» **What the task requires**
Extract each line of the records that contains the string "item". Case counts.

» **Provided material**
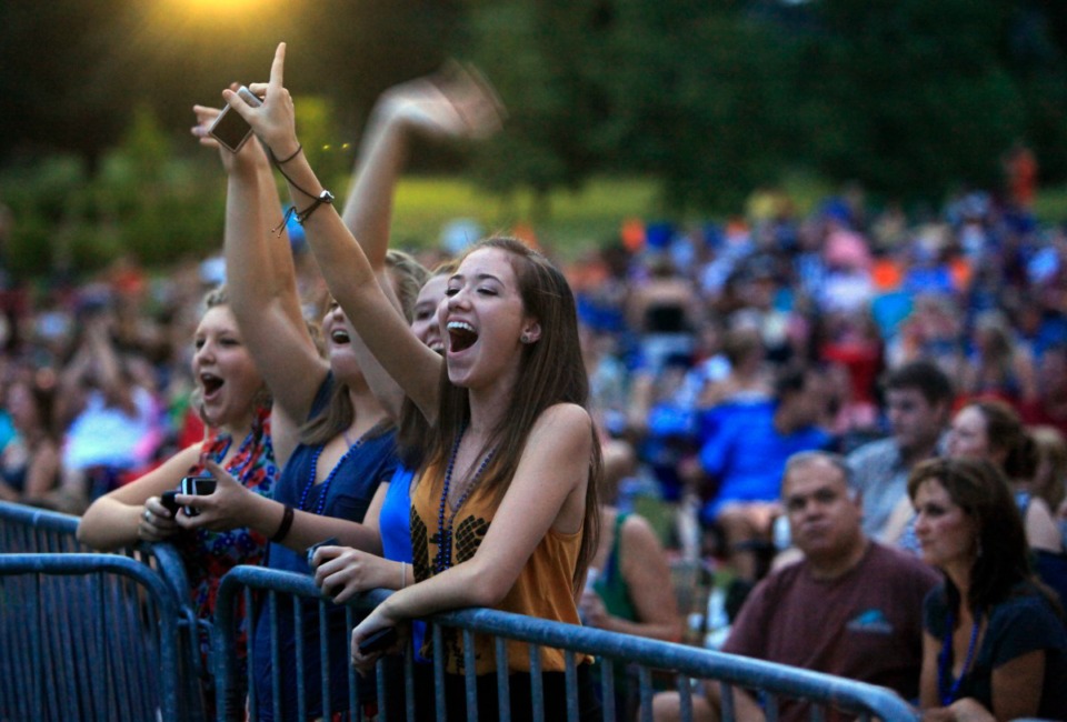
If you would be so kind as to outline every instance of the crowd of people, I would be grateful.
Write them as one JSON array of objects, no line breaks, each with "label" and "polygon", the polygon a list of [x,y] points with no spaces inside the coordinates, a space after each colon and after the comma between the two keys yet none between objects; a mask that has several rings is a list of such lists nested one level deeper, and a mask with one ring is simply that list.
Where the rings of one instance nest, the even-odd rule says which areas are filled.
[{"label": "crowd of people", "polygon": [[[163,279],[121,260],[33,308],[3,295],[0,499],[82,514],[100,549],[176,541],[205,618],[236,564],[313,574],[338,602],[396,590],[350,636],[336,608],[345,670],[370,669],[360,642],[389,628],[428,652],[408,622],[460,606],[681,640],[675,558],[732,580],[727,652],[884,684],[930,719],[1067,716],[1063,228],[977,190],[918,220],[874,214],[856,187],[806,215],[762,190],[721,225],[627,222],[562,270],[506,237],[416,258],[389,247],[412,142],[495,132],[492,89],[452,68],[385,93],[339,212],[283,67],[281,46],[250,86],[260,107],[223,91],[257,140],[218,151],[220,258]],[[215,149],[219,111],[195,112]],[[188,475],[215,491],[168,494]],[[639,513],[649,498],[665,518]],[[262,615],[242,618],[257,693],[300,664],[321,710],[292,611],[281,670]],[[458,719],[463,641],[442,644]],[[529,653],[508,646],[521,715]],[[478,642],[483,711],[495,654]],[[580,661],[582,719],[599,719],[600,670]],[[562,655],[541,664],[565,704]],[[720,695],[704,685],[697,713]],[[678,701],[655,706],[674,719]]]}]

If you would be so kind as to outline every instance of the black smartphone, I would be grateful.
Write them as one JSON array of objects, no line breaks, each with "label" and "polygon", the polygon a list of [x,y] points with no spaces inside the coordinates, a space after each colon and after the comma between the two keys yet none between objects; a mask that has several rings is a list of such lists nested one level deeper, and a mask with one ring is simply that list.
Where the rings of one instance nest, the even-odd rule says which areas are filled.
[{"label": "black smartphone", "polygon": [[159,503],[163,505],[163,509],[170,512],[171,517],[178,513],[178,502],[174,501],[174,497],[177,495],[178,495],[178,490],[171,489],[169,491],[164,491],[159,497]]},{"label": "black smartphone", "polygon": [[371,654],[373,652],[381,652],[387,650],[393,644],[397,643],[397,628],[387,626],[386,629],[380,629],[363,641],[359,643],[359,653],[360,654]]},{"label": "black smartphone", "polygon": [[[181,480],[180,491],[186,495],[206,497],[215,491],[215,477],[185,477]],[[196,507],[186,507],[186,517],[197,517],[200,510]]]},{"label": "black smartphone", "polygon": [[[237,94],[240,96],[245,102],[252,107],[259,107],[262,104],[262,101],[252,94],[252,92],[241,86]],[[236,153],[241,149],[241,146],[245,144],[245,141],[249,139],[252,134],[252,127],[248,124],[248,121],[241,118],[241,114],[226,106],[222,108],[222,112],[219,113],[219,117],[215,119],[215,122],[211,123],[211,128],[208,130],[208,133],[215,138],[219,143],[226,148],[231,153]]]},{"label": "black smartphone", "polygon": [[329,539],[323,539],[320,542],[311,544],[308,546],[308,566],[315,569],[315,550],[319,546],[333,546],[337,544],[337,537],[330,537]]}]

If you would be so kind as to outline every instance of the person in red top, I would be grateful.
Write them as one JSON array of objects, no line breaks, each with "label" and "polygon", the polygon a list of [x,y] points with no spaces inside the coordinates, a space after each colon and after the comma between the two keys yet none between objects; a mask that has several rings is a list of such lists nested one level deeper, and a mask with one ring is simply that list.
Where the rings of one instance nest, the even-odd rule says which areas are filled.
[{"label": "person in red top", "polygon": [[[794,454],[781,499],[804,560],[752,590],[722,651],[880,684],[915,699],[923,600],[938,574],[864,534],[859,495],[836,454]],[[692,700],[694,719],[717,719],[719,684],[705,682],[704,690],[705,698]],[[761,719],[755,698],[737,688],[732,693],[737,719]],[[652,709],[657,722],[680,719],[678,693],[656,695]],[[809,719],[808,705],[792,700],[781,700],[779,712],[786,722]]]}]

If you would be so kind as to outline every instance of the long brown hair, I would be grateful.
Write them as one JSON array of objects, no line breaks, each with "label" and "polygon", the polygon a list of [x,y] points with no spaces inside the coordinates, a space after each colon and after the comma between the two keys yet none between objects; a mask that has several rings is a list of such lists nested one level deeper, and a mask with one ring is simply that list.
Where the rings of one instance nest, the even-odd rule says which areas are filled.
[{"label": "long brown hair", "polygon": [[[915,501],[919,487],[936,481],[953,503],[975,521],[978,554],[970,568],[970,590],[961,600],[959,590],[946,575],[945,592],[953,609],[966,603],[973,612],[986,612],[1027,582],[1053,601],[1033,574],[1023,517],[1015,504],[1007,478],[985,459],[930,459],[917,465],[908,478],[908,495]],[[1054,609],[1059,606],[1054,603]]]},{"label": "long brown hair", "polygon": [[[581,359],[578,341],[578,314],[575,297],[564,274],[548,259],[512,238],[495,237],[473,245],[468,252],[492,248],[508,253],[519,294],[527,314],[540,323],[541,333],[536,343],[525,344],[519,359],[518,378],[511,389],[508,413],[500,420],[487,441],[483,452],[496,448],[481,482],[483,493],[499,500],[507,492],[518,469],[519,460],[537,419],[557,403],[585,407],[589,397],[589,379]],[[440,379],[440,412],[438,422],[428,437],[426,460],[431,464],[446,462],[456,440],[470,420],[467,389],[448,380],[442,364]],[[602,473],[600,442],[590,425],[592,454],[586,484],[586,513],[581,548],[572,583],[575,591],[585,583],[589,560],[597,549],[599,537],[598,487]],[[546,463],[550,463],[546,460]]]}]

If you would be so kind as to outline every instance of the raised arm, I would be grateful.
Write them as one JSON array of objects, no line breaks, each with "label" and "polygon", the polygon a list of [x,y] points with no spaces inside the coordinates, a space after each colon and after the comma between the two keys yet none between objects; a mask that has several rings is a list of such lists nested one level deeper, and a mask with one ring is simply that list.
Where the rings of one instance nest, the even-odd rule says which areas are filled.
[{"label": "raised arm", "polygon": [[413,138],[485,138],[500,129],[501,117],[501,104],[489,83],[477,70],[459,64],[381,96],[360,146],[341,217],[372,269],[385,264],[393,191]]},{"label": "raised arm", "polygon": [[[213,108],[193,108],[193,134],[217,146],[207,134],[218,116]],[[237,153],[220,149],[229,179],[226,198],[225,252],[230,308],[256,365],[275,399],[272,437],[279,463],[297,444],[299,425],[329,363],[319,355],[308,331],[297,291],[297,273],[282,227],[281,202],[270,162],[256,140]]]},{"label": "raised arm", "polygon": [[437,414],[441,359],[410,332],[377,282],[375,269],[348,231],[325,189],[308,164],[296,136],[292,100],[282,86],[285,43],[278,47],[270,82],[250,87],[263,97],[251,108],[237,93],[223,91],[227,102],[252,126],[276,158],[289,159],[282,170],[298,220],[333,298],[341,304],[375,358],[428,418]]}]

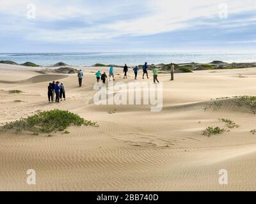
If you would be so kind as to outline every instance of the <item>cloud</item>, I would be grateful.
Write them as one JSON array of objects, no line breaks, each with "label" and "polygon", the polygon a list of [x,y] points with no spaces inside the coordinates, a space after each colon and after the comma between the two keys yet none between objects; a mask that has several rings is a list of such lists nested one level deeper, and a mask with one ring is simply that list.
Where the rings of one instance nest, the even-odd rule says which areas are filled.
[{"label": "cloud", "polygon": [[[159,40],[157,35],[165,39],[166,44],[172,39],[188,42],[190,38],[212,45],[216,36],[219,41],[226,40],[230,45],[253,41],[253,38],[245,40],[242,31],[252,35],[255,31],[251,28],[256,20],[255,0],[74,0],[72,3],[54,0],[51,3],[33,0],[36,18],[28,19],[27,4],[31,3],[31,0],[1,0],[0,42],[12,35],[24,43],[99,46],[109,42],[113,47],[128,40],[140,44],[139,40],[143,42],[147,36],[154,44]],[[227,19],[219,17],[220,5],[223,4],[227,5]],[[223,35],[222,38],[220,34]],[[227,34],[232,39],[227,41]],[[253,38],[248,34],[246,37]]]}]

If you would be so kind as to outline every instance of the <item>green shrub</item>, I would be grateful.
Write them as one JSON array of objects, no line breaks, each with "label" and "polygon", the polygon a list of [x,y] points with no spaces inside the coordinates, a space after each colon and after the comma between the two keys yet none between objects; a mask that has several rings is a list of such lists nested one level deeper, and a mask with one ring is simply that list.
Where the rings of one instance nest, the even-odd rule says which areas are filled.
[{"label": "green shrub", "polygon": [[94,64],[94,66],[107,66],[104,64],[97,63],[97,64]]},{"label": "green shrub", "polygon": [[184,68],[184,67],[180,67],[180,68],[179,68],[179,69],[180,70],[181,70],[181,71],[182,71],[184,73],[191,73],[191,72],[193,72],[191,69],[190,69],[190,68]]},{"label": "green shrub", "polygon": [[210,136],[212,135],[221,134],[226,131],[226,129],[219,127],[208,127],[202,133],[202,134],[205,136]]},{"label": "green shrub", "polygon": [[14,100],[13,101],[15,102],[15,103],[25,102],[25,101],[21,101],[21,100]]},{"label": "green shrub", "polygon": [[240,126],[239,125],[236,124],[234,121],[230,119],[220,119],[220,120],[225,122],[227,127],[228,127],[228,128],[239,127]]},{"label": "green shrub", "polygon": [[214,69],[215,67],[211,64],[199,64],[195,68],[195,70],[209,70]]},{"label": "green shrub", "polygon": [[68,111],[53,110],[39,112],[27,118],[21,118],[14,122],[6,123],[0,127],[1,131],[8,129],[28,130],[37,135],[38,133],[51,133],[52,132],[65,131],[71,125],[82,125],[98,127],[97,122],[86,120],[78,115]]},{"label": "green shrub", "polygon": [[40,66],[40,65],[36,64],[31,62],[26,62],[25,63],[20,64],[20,65],[26,66],[33,66],[33,67],[38,67],[38,66]]},{"label": "green shrub", "polygon": [[255,135],[255,134],[256,134],[256,129],[253,129],[253,130],[251,130],[250,132],[252,135]]},{"label": "green shrub", "polygon": [[245,104],[250,106],[250,110],[254,113],[256,113],[256,96],[243,96],[237,98],[240,105]]},{"label": "green shrub", "polygon": [[10,90],[9,91],[9,94],[20,94],[22,91],[20,90]]}]

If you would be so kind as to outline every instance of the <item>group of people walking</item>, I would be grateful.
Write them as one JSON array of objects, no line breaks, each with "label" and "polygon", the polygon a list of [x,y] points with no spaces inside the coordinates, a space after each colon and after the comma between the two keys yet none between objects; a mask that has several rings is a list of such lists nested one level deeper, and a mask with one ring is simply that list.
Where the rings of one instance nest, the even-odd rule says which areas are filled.
[{"label": "group of people walking", "polygon": [[48,100],[49,103],[52,103],[54,99],[55,102],[60,103],[63,98],[64,101],[66,100],[66,94],[64,84],[59,82],[49,83],[48,86]]},{"label": "group of people walking", "polygon": [[[149,78],[148,77],[148,64],[147,62],[145,62],[145,64],[143,66],[142,70],[143,70],[143,75],[142,75],[142,78],[144,79],[144,76],[146,75],[147,78]],[[125,66],[124,66],[124,79],[127,78],[127,72],[128,72],[128,66],[125,64]],[[139,68],[136,66],[132,69],[134,73],[134,78],[135,80],[137,79],[138,77],[138,73],[139,71]],[[171,68],[170,68],[170,71],[171,71],[171,79],[170,80],[174,80],[174,71],[175,71],[175,67],[173,64],[172,64],[171,65]],[[103,85],[105,85],[106,84],[106,80],[108,78],[108,76],[106,73],[106,72],[104,72],[103,73],[101,73],[100,71],[98,71],[96,73],[96,79],[97,83],[101,81],[102,82]],[[154,83],[156,84],[156,82],[159,83],[159,81],[157,79],[157,75],[158,75],[158,69],[157,68],[154,68],[153,69],[153,81]],[[80,69],[77,72],[77,77],[78,77],[78,83],[79,87],[82,86],[82,82],[83,82],[83,78],[84,77],[84,73],[82,71],[82,69]],[[113,66],[111,66],[109,68],[109,80],[111,80],[111,78],[112,77],[113,80],[115,80],[114,78],[114,68]],[[55,102],[56,103],[60,103],[60,101],[62,101],[62,98],[63,98],[64,100],[66,100],[66,94],[65,94],[65,87],[64,84],[63,83],[60,83],[59,82],[55,82],[53,81],[52,83],[49,83],[49,86],[48,86],[48,99],[49,102],[51,103],[53,102],[55,100]]]},{"label": "group of people walking", "polygon": [[[147,62],[145,62],[145,64],[143,65],[143,68],[142,68],[142,70],[143,70],[143,75],[142,75],[142,78],[144,79],[144,76],[146,75],[147,78],[149,78],[148,77],[148,64]],[[110,68],[110,69],[111,70],[111,71],[110,72],[109,71],[109,76],[110,76],[110,73],[111,73],[111,75],[113,76],[113,67],[111,67]],[[132,69],[134,73],[134,78],[136,80],[137,79],[137,76],[138,76],[138,73],[139,71],[139,68],[138,68],[138,66],[135,66],[133,69]],[[174,71],[175,71],[175,68],[174,68],[174,64],[171,64],[171,68],[170,68],[170,71],[171,71],[171,79],[170,80],[173,81],[174,80]],[[124,78],[127,78],[127,72],[128,72],[128,67],[126,65],[126,64],[125,64],[124,67]],[[158,75],[158,69],[156,67],[155,67],[153,69],[153,81],[154,83],[156,84],[156,82],[157,82],[157,83],[159,83],[159,82],[158,81],[157,79],[157,75]]]}]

» **Problem solution**
If you would be so kind as to outline every instance of the <item>cloud</item>, I would be grateful.
If you would be so kind as to outline every instance of the <item>green shrub</item>, I would be grateful.
If you would be so kind as to outline every instance of the <item>group of people walking</item>, I would be grateful.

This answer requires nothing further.